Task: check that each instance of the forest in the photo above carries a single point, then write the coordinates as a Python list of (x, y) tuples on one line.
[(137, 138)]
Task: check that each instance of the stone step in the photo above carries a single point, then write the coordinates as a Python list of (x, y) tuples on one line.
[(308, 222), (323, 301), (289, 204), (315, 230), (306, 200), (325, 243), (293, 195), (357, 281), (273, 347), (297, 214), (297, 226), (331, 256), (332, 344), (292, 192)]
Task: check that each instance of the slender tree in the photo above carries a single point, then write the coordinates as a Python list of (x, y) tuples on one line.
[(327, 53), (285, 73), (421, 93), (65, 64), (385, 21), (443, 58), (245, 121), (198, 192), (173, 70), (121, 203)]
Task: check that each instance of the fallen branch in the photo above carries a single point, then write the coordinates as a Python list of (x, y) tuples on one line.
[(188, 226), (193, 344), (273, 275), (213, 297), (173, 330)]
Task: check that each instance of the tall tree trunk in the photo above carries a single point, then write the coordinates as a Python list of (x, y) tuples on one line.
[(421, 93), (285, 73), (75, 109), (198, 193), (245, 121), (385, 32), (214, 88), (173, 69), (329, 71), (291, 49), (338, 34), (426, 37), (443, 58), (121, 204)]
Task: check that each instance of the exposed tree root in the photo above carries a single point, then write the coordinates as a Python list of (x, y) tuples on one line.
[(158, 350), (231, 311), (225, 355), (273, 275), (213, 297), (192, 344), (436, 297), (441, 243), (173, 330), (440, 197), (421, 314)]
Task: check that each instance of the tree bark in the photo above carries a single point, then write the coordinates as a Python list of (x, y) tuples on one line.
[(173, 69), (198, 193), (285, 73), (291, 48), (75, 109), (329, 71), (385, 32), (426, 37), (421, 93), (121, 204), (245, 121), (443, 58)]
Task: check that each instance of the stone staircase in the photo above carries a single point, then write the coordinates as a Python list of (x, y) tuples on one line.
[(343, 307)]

________________________

- Problem to work on -
Can you put every line of the material above into a Markdown table with the columns No. and Line, numbering each row and leaving out blank lines?

- The completed task -
| No. | Line |
|---|---|
| 1 | Task: check that each instance of the forest in the photo above carries a single point, then write the coordinates as a Python list of (x, y) tuples on one line. |
| 2 | [(137, 138)] |
| 3 | Task: check that each instance of the stone step in the photo above carries a single point, then write the coordinates as a Python list of (x, y) tuples on one line. |
| 4 | [(308, 222), (323, 301), (289, 204), (315, 230), (306, 200), (325, 243), (293, 195), (357, 281), (273, 347), (297, 214), (297, 226), (331, 256), (332, 344), (292, 192)] |
| 5 | Task: check that each instance of the slender tree in the photo above carries a single point, then write the coordinates as a Python list of (x, y) tuples on one line. |
| 6 | [(327, 53), (285, 73), (421, 93), (65, 64), (385, 21), (443, 58), (245, 121), (198, 192), (173, 70), (121, 203)] |
| 7 | Task: check that each instance of the fallen branch in the photo above carries a single point, then write the coordinates as a Python list of (x, y) tuples on one line. |
| 8 | [(188, 226), (193, 344), (273, 275), (213, 297), (173, 330)] |
| 9 | Task: check that each instance of the tall tree trunk in the photo above carries a single point, then write the coordinates as a Python list of (x, y) tuples on one line. |
| 10 | [(421, 93), (285, 73), (75, 109), (198, 193), (245, 121), (385, 32), (214, 88), (173, 69), (329, 71), (291, 49), (338, 34), (426, 37), (443, 58), (121, 204)] |
| 11 | Task: check that each instance of the exposed tree root in the photo above carries a single point, then write the coordinates as a Python list of (x, y) tuples on one line. |
| 12 | [(158, 350), (231, 311), (225, 355), (273, 275), (213, 297), (192, 344), (436, 297), (441, 243), (173, 330), (440, 197), (421, 314)] |
| 13 | Task: check that each instance of the tree bark in the photo above carries a single point, then write the coordinates as a Python list of (x, y) tuples on one line. |
| 14 | [(173, 69), (198, 193), (285, 73), (291, 48), (75, 109), (329, 71), (385, 32), (426, 37), (421, 93), (121, 204), (245, 121), (443, 58)] |
| 15 | Task: check that each instance of the stone staircase in the photo above carries a single point, then write the coordinates as a Python list of (x, y) tuples on one line. |
| 16 | [(343, 307)] |